Stored entries =>
----

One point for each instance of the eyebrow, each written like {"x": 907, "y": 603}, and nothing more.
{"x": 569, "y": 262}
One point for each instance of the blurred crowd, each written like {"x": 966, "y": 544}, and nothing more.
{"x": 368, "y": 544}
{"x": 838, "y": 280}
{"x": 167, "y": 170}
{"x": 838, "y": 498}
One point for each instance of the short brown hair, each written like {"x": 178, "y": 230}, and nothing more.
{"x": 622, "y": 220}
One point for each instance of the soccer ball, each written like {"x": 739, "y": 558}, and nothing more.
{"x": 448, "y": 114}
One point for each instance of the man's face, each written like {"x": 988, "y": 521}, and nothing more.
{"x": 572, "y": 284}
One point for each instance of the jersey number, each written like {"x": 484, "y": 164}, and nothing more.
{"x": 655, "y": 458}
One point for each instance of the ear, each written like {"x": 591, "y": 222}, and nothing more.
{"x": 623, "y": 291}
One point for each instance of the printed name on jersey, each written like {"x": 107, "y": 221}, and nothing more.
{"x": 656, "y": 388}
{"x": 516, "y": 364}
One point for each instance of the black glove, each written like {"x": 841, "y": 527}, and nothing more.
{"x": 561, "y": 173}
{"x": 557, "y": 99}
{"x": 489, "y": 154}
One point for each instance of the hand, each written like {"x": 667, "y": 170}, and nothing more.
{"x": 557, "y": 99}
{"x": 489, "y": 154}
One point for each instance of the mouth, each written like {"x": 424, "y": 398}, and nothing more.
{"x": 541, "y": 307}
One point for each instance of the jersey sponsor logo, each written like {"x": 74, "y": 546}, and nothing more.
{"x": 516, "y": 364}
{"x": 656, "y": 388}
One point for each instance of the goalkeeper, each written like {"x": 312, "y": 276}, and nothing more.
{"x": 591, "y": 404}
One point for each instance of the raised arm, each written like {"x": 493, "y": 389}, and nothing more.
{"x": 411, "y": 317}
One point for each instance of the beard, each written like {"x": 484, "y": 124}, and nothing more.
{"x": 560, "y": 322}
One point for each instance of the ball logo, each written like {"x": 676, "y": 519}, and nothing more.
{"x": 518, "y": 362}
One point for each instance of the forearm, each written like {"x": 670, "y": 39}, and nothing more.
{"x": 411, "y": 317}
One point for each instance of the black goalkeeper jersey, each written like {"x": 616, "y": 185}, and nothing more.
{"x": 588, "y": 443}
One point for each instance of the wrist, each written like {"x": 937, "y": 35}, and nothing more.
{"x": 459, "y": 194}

----

Task to complete => Produce an exact copy of the whole listing.

Exercise solution =>
One point for each instance of the eyebrow, each written like {"x": 907, "y": 603}, and nothing more.
{"x": 569, "y": 262}
One point for each instance of the blurred crowd, each written like {"x": 966, "y": 544}, and nothing more.
{"x": 368, "y": 544}
{"x": 838, "y": 280}
{"x": 167, "y": 170}
{"x": 838, "y": 498}
One point for each instance of the short brown hair, each written like {"x": 178, "y": 230}, and nothing more.
{"x": 622, "y": 220}
One point for each instance of the soccer ball, each written like {"x": 739, "y": 558}, and nothing more.
{"x": 448, "y": 114}
One point for each instance of the man's face, each written like {"x": 988, "y": 521}, and nothing more.
{"x": 572, "y": 284}
One point for each instance of the jersey number, each written like {"x": 484, "y": 164}, and nothing more.
{"x": 655, "y": 458}
One point for each instance of the ear, each written like {"x": 591, "y": 222}, and nothing more.
{"x": 623, "y": 291}
One point for each instance of the printed name on jersey, each written like {"x": 107, "y": 221}, and nothing more.
{"x": 656, "y": 388}
{"x": 516, "y": 364}
One point for each instance of the black glove, each written like {"x": 841, "y": 527}, and nothing more.
{"x": 561, "y": 173}
{"x": 557, "y": 99}
{"x": 489, "y": 154}
One point for each instance of the hand, each written like {"x": 667, "y": 170}, and nothing more.
{"x": 557, "y": 99}
{"x": 489, "y": 154}
One point for each instance of the mouth, each written like {"x": 424, "y": 398}, and nothing more.
{"x": 541, "y": 307}
One point for each instance of the jersey sponsor logo, each written like {"x": 74, "y": 546}, and nothing more.
{"x": 516, "y": 364}
{"x": 656, "y": 388}
One point for each instance of the goalkeeper, each written like {"x": 312, "y": 276}, and nothing more.
{"x": 591, "y": 404}
One point for each instance of the raised arm, each written like {"x": 493, "y": 389}, and nothing more.
{"x": 411, "y": 317}
One point for each instance of the beard, each written like {"x": 484, "y": 124}, and nothing more.
{"x": 560, "y": 322}
One point for each instance of the ball logo, each written like {"x": 676, "y": 519}, and nothing more.
{"x": 518, "y": 362}
One point for each instance of the forearm, each written like {"x": 670, "y": 39}, and nothing more.
{"x": 411, "y": 317}
One point for each instance of the black goalkeeper jersey, each written like {"x": 616, "y": 185}, and nothing more.
{"x": 588, "y": 443}
One point for each instance of the wrist, each written like {"x": 937, "y": 35}, and nothing more.
{"x": 459, "y": 194}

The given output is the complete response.